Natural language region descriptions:
──────────

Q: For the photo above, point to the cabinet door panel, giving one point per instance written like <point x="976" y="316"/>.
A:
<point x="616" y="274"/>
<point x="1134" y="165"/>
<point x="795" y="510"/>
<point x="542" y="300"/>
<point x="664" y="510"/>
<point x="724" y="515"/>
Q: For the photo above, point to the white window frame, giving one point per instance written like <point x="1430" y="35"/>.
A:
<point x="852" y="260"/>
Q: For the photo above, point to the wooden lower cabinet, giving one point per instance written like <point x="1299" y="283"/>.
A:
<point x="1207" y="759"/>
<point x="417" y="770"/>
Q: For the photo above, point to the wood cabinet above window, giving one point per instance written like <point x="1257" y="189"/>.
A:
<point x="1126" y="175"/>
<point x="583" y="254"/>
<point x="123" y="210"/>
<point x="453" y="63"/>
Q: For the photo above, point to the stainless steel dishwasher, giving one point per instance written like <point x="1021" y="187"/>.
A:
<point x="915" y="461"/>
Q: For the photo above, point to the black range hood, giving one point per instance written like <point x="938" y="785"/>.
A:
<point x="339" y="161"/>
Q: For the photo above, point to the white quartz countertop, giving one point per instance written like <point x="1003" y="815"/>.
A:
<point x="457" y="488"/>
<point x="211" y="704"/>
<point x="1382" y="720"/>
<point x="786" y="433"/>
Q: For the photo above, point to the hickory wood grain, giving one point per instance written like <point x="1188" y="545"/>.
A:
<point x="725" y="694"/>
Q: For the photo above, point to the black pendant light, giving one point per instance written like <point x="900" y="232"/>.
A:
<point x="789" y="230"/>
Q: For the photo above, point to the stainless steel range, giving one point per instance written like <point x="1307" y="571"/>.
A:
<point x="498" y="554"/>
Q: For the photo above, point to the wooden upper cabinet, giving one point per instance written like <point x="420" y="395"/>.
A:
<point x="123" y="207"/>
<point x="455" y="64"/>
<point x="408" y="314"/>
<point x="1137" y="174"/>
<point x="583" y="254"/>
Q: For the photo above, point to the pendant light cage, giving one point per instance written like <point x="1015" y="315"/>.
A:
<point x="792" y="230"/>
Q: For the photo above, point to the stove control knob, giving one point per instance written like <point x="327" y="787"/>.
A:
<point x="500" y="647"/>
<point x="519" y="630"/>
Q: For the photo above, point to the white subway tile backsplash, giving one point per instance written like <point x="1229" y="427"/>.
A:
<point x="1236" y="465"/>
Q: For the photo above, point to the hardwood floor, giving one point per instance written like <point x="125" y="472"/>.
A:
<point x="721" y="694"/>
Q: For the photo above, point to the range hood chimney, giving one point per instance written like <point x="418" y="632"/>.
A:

──────────

▸ Exercise aim
The string "cabinet" marks the lines to copy; report each of them from the data above.

▸ Output for this exercise
Q: For the photo above, point to the cabinet door panel, giving one point per instance written like <point x="976" y="316"/>.
Q: For the photo above, point to the wooden lower cabinet, giving one point per instance written like <point x="1299" y="283"/>.
Q: For the photo above, point to the wood cabinet above window, giving one point per instance written like <point x="1257" y="189"/>.
Q: For the photo above, point to the wooden upper cabinet, giving one point per instance written like <point x="420" y="395"/>.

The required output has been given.